▸ What you need to do: Please write what comes next in the text about the Bismark palm below, starting right after its last sentence.

▸ Selected passage:
__________________________________________________
|Bismark Palm, Bismarckia nobilis.|
Arrowhead Ranch, Glendale, Arizona. January 21, 2006.
Bismark Palm Tree.
We wish to thank Wikipedia, the free encyclopedia for some of the information on this page. We share images and information with Wikipedia.
A spectacular tropical fan palm with a stout trunk and massive blue-grey fan leaves up to nine feet across. There is also a green leaved form. It is very sensitive to transplanting, but root pruning will help avoid shock to the plant.
This massive tropical palm commands attention and demands respect wherever it is grown. It grows a single smooth trunk on mature specimens but the younger plants retain their old leaf bases. This palm may reach aheight of 50 - 60 feet and a spread of 20 feet or more. The young specimens that have yet to form a trunk show off their full crowns of about 25 leaves very quickly! The huge palmate leaves are bright light blue, waxy and are up to 10 feet across. They are supported on 6 foot stems that can be as much as 10 inches in diameter. The leaf bases will split where they attach to the trunk and the leaf stems are have small sharp teeth.
__________________________________________________
▸ Source material:
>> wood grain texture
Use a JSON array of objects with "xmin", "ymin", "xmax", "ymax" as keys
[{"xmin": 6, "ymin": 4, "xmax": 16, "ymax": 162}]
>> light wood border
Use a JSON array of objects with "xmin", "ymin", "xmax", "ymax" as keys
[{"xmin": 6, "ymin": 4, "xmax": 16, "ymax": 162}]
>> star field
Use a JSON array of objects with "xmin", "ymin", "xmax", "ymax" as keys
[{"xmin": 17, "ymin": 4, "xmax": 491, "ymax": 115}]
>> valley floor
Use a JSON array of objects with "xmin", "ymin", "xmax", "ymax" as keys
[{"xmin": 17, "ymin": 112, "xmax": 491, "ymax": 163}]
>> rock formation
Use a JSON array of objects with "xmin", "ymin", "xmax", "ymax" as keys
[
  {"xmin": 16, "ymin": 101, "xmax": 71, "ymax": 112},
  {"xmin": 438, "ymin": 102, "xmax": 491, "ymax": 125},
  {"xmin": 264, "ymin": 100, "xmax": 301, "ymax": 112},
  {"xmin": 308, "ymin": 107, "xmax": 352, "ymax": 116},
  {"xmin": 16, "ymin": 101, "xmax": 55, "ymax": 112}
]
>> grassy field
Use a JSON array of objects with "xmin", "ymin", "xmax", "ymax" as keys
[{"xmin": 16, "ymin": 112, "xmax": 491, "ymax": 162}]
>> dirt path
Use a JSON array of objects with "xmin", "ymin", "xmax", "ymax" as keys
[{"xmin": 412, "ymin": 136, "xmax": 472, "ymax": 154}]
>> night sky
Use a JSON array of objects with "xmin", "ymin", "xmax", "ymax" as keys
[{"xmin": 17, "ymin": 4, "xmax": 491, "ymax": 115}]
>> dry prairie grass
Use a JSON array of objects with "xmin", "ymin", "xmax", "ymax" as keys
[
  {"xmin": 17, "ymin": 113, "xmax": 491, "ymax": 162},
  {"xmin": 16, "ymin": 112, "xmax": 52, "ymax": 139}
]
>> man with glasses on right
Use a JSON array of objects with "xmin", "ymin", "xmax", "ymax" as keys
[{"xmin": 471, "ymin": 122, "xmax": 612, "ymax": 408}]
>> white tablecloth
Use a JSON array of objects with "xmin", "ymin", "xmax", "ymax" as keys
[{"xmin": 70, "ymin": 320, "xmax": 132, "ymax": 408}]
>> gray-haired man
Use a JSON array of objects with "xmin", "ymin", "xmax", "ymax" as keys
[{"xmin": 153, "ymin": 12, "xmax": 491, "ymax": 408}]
__________________________________________________
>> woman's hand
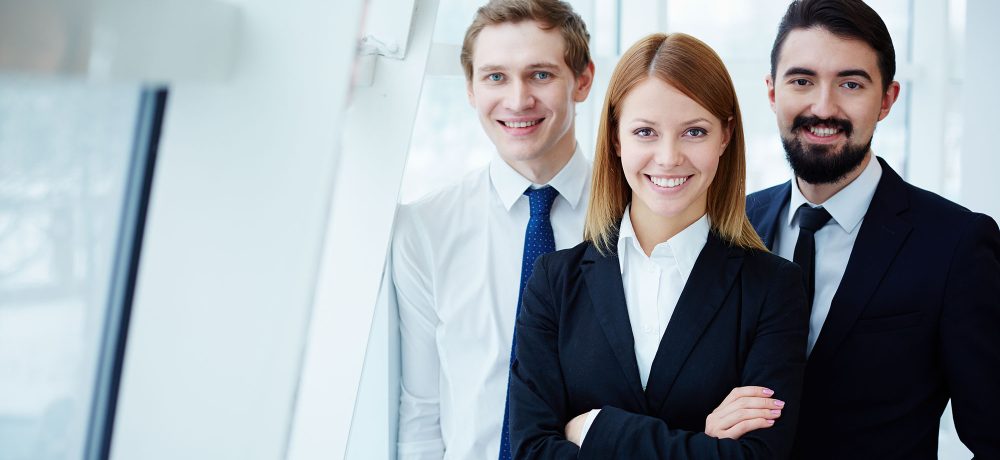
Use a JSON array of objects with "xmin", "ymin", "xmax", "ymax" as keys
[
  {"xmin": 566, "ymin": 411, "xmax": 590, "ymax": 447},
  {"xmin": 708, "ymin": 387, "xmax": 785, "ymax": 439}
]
__________________________________________________
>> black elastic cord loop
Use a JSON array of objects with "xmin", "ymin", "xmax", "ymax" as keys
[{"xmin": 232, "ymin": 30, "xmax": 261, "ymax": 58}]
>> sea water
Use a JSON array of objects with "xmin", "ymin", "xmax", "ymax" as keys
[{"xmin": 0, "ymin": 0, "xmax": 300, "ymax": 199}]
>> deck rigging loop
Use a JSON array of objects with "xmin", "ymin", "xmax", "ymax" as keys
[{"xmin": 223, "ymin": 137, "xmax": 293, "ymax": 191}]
__________________________________________________
▸ Exercise answer:
Bismarck Palm is adaptable to many kinds of soil and it prefers full sun but is tolerant of some shade. Once established it is drought tolerant.
Because of its huge size and mass, the Bismarck palm is not recommended for small yards. It is best planted where it can be the focal point of the landscaping.
Bismarckia nobilis is the only species in the genus and it is a relatively recent introduction to Arizona landscapes. Bismarck palm is rapidly becoming popular since it is not only spectacular but it is drought tolerant and not as subject to disease and nutritional deficiencies as most other landscape palm species are.
It is named after Otto von Bismarck, former chancellor of Germany. It is one of the most common palms in Madagascar.
This palm is a difficult tree to transplant, so use care when pruning not to damage the lower trunk or roots.
Height: Can reach an ultimate height of 50 - 60 feet with a spread of 20 feet or more
Flowers: Its flowers, unisexual on dioecious plants, are small, whitish, fragrant, clustered in axillary spadices up to 3 feet long markedly bent downwards by their fruit weight.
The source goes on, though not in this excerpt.